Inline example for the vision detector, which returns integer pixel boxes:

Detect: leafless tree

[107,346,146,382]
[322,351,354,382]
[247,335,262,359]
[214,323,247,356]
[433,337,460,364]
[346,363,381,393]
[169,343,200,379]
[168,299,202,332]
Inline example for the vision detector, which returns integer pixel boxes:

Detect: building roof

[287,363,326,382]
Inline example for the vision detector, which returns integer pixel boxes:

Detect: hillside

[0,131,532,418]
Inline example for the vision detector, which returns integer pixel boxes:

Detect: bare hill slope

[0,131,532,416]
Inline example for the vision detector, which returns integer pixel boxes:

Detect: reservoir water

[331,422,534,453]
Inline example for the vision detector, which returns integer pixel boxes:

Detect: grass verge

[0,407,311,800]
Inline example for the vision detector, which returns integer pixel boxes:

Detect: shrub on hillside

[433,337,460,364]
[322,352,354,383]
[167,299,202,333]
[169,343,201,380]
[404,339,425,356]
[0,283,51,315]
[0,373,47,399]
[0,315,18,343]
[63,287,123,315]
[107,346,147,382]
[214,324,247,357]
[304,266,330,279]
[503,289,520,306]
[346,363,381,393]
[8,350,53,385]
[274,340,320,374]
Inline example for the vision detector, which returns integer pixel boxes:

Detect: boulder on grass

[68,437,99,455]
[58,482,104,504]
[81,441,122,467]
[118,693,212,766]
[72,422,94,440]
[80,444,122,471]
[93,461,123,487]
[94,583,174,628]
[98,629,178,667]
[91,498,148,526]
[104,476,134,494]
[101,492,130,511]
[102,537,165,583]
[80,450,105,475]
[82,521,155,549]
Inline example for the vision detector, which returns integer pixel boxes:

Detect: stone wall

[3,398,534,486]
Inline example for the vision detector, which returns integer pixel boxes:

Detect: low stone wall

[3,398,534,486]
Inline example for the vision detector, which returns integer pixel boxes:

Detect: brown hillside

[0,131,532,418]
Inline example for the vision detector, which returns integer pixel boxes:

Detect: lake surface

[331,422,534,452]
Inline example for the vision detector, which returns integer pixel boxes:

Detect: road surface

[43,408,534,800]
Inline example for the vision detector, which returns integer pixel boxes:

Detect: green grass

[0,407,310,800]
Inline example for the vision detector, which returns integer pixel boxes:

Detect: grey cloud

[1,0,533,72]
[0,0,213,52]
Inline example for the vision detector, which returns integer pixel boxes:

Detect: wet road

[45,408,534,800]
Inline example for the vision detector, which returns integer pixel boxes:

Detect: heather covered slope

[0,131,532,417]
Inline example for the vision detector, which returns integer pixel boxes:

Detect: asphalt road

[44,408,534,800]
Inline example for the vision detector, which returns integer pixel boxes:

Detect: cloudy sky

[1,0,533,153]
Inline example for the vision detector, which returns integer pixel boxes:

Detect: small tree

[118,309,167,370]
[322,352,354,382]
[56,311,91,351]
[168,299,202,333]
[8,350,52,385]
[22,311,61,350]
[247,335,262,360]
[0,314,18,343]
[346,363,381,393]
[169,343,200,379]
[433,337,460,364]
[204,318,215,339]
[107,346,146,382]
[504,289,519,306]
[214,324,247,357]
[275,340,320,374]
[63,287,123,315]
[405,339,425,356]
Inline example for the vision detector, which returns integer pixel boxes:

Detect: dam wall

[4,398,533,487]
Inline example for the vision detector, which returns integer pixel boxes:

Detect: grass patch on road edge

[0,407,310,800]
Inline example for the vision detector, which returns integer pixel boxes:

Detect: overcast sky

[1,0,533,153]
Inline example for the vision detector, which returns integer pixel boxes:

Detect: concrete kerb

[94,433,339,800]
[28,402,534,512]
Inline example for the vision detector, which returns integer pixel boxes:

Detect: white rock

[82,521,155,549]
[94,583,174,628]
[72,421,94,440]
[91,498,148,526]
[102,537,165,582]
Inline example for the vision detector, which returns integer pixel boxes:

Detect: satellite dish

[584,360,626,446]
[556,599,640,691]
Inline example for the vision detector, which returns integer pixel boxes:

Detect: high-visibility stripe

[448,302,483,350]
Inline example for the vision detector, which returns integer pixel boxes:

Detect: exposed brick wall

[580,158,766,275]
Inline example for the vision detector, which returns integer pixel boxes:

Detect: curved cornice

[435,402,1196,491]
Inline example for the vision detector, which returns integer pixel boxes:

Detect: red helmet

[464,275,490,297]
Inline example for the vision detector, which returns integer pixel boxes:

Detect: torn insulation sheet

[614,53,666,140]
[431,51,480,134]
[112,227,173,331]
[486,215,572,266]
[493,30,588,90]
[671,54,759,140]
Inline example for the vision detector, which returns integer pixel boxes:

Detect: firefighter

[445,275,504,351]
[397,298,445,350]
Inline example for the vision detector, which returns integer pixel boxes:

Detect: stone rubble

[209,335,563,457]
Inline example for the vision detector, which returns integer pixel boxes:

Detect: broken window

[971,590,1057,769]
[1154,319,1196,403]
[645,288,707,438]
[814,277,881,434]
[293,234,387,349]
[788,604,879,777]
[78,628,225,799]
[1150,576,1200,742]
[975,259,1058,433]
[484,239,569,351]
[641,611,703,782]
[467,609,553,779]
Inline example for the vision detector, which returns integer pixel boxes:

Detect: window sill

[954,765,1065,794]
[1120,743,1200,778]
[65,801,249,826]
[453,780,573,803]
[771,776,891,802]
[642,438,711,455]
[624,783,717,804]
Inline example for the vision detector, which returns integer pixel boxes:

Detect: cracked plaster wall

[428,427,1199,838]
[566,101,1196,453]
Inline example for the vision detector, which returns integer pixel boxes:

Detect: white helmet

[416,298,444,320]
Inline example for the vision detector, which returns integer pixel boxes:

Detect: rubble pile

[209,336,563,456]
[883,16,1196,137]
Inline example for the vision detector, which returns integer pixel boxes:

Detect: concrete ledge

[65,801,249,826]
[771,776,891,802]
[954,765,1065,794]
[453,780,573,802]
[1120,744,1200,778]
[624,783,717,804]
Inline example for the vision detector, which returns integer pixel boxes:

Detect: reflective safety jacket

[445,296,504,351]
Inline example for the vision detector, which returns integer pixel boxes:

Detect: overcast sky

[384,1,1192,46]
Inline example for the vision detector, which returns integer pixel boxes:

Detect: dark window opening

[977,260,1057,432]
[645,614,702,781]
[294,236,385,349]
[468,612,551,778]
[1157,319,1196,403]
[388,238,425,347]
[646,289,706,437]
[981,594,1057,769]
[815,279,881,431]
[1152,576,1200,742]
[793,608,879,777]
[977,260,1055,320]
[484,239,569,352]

════════════════

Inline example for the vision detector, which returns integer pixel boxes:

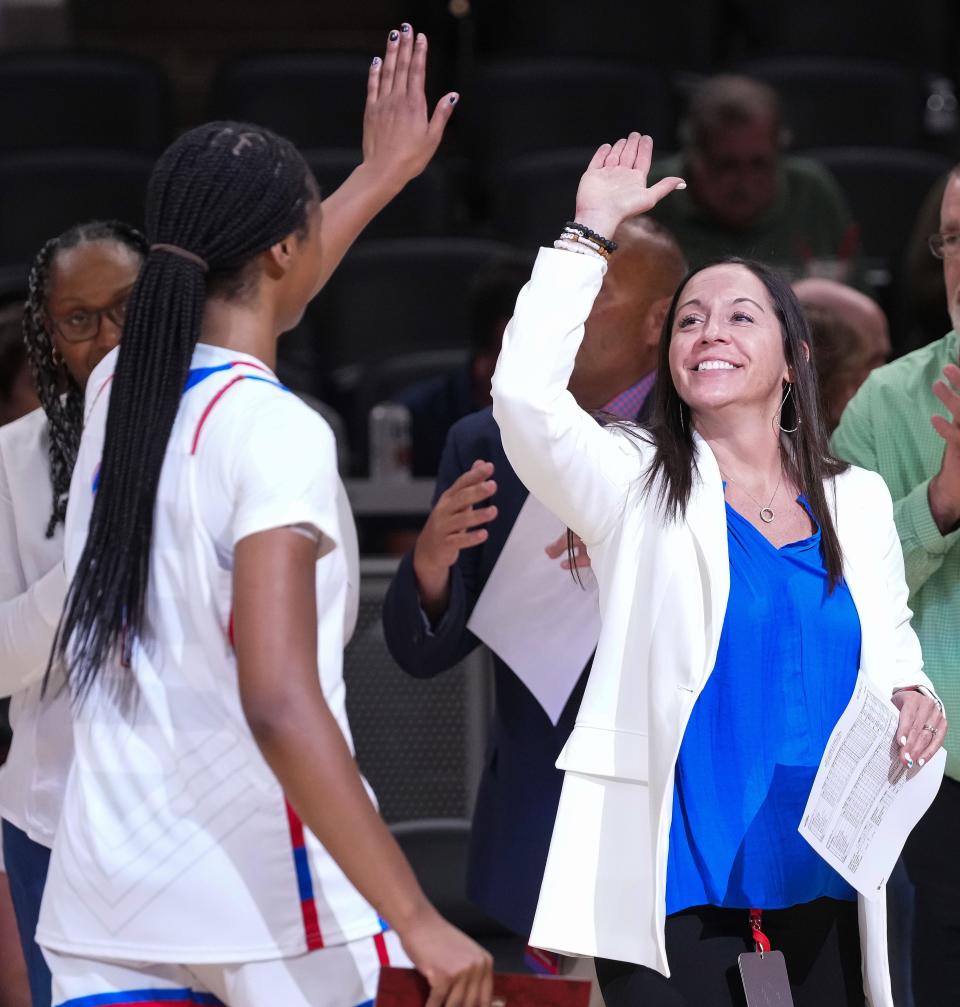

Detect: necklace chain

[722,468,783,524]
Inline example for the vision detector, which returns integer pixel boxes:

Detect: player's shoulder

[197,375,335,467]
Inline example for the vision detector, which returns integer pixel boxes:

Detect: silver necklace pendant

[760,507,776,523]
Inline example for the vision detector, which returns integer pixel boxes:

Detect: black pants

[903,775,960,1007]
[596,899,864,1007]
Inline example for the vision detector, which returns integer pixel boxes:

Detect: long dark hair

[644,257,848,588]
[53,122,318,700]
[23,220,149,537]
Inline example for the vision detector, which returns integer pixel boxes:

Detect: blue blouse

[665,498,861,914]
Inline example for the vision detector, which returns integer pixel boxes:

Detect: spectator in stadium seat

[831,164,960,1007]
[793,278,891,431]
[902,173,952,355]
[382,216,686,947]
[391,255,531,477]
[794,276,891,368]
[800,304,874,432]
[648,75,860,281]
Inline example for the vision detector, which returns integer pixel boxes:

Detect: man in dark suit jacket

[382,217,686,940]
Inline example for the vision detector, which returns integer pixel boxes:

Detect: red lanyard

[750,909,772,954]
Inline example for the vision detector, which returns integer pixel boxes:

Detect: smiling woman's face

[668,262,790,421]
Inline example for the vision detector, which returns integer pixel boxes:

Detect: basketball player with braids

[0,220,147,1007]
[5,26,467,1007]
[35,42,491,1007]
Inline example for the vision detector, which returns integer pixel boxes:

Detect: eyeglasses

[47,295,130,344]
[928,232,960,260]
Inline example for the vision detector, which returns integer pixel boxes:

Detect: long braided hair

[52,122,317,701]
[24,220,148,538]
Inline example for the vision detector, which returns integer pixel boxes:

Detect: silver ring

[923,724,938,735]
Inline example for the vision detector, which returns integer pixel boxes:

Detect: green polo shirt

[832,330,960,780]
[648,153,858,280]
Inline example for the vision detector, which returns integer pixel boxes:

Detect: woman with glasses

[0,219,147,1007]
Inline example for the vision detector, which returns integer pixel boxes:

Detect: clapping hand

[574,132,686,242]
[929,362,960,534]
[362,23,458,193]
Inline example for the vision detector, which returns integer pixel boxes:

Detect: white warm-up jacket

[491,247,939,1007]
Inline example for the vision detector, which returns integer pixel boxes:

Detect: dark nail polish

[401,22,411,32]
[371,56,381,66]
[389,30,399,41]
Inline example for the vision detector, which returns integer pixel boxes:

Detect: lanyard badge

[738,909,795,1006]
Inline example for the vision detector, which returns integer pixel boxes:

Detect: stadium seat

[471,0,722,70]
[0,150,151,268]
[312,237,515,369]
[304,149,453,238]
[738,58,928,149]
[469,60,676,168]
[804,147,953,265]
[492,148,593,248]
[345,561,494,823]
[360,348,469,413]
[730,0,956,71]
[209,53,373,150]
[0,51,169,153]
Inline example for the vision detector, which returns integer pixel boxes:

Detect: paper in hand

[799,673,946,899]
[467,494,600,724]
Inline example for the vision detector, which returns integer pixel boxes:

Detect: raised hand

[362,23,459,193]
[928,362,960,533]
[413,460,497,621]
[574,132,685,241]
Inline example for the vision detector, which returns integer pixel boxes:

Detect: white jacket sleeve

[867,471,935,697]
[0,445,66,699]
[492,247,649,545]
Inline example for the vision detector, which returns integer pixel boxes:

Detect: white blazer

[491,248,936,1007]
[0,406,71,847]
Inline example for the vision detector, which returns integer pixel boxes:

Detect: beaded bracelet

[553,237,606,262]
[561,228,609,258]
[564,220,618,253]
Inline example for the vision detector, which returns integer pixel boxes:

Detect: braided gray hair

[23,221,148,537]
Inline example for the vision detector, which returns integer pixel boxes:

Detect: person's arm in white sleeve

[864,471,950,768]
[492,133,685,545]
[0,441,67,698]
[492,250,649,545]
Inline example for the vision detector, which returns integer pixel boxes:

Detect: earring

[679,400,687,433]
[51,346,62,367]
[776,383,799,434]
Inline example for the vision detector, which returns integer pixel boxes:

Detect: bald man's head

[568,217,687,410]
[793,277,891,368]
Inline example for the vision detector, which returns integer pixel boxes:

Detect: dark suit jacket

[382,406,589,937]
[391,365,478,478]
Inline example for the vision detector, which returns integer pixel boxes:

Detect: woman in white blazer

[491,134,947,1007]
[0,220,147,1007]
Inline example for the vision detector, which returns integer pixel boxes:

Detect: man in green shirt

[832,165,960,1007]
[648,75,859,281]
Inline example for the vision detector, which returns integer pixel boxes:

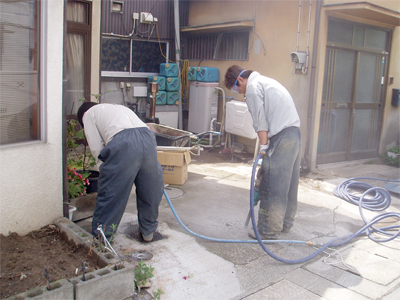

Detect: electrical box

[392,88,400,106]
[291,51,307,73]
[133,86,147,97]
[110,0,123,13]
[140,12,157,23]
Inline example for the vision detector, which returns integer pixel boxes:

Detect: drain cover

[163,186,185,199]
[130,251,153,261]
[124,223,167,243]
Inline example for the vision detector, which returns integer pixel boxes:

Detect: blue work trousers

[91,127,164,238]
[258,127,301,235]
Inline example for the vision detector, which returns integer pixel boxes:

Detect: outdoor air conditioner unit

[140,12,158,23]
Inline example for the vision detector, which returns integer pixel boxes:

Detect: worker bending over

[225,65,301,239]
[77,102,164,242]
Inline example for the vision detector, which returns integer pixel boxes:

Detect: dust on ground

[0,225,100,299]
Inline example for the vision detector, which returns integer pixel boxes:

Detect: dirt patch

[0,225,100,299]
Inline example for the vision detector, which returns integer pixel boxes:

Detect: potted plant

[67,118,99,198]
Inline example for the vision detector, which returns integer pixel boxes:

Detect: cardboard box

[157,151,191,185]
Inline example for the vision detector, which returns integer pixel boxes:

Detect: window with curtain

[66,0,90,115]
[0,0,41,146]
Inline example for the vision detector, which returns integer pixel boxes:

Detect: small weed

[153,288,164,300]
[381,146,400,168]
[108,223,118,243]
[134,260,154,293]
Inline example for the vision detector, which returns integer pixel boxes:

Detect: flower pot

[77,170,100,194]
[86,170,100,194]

════════════════

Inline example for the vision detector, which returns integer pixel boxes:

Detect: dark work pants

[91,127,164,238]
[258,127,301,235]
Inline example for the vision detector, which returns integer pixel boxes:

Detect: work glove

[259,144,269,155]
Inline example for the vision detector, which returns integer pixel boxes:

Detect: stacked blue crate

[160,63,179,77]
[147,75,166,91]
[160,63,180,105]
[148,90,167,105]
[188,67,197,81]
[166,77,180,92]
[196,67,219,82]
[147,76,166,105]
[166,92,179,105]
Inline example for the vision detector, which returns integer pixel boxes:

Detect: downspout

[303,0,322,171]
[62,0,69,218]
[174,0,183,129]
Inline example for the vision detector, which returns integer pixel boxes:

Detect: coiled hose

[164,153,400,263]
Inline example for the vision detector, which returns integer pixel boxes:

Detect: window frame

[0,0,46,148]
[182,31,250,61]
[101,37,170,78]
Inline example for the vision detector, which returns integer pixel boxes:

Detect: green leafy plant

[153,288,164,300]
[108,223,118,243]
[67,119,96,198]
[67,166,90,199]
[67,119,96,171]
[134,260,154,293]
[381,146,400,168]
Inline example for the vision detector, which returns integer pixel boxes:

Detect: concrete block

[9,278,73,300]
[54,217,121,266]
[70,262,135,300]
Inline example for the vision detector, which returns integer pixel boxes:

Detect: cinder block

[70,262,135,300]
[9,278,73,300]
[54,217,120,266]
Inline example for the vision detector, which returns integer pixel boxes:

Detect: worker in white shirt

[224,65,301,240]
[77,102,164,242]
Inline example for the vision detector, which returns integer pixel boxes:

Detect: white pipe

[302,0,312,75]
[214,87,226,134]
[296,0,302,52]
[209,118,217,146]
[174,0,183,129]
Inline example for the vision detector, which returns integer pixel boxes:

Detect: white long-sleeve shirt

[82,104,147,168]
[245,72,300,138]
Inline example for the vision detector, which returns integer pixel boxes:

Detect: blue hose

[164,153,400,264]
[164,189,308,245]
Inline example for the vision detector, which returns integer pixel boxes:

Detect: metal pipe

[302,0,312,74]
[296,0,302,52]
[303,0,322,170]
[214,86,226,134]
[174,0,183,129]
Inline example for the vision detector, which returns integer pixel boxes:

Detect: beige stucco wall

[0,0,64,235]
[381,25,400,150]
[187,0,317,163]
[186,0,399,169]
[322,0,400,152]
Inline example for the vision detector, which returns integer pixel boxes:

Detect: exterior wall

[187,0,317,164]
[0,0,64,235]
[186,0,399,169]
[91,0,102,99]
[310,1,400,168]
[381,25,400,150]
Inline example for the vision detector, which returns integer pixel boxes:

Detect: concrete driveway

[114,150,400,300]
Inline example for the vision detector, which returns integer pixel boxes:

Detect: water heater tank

════════════════

All lines in the listing above from the line containing "Detect: beige stucco wall" to the line containing "Detect: water heater tank", inclusive, should be retyped exactly; no other lines should appear.

- **Reply to the exercise**
Detect: beige stucco wall

[0,0,64,235]
[381,25,400,150]
[187,0,317,163]
[186,0,399,169]
[322,0,400,152]
Inline example for the vision detector, which returns integer pixel boxes:

Detect: exterior wall

[187,0,317,164]
[0,0,64,235]
[186,0,399,169]
[91,0,102,99]
[310,1,400,168]
[381,25,400,150]
Inline example for the vision detector, which returns integer pixel boxes:

Detect: concrete driveway

[114,150,400,300]
Inline example for the vision detector, which returns integer pixel boxes:

Detect: water heater tank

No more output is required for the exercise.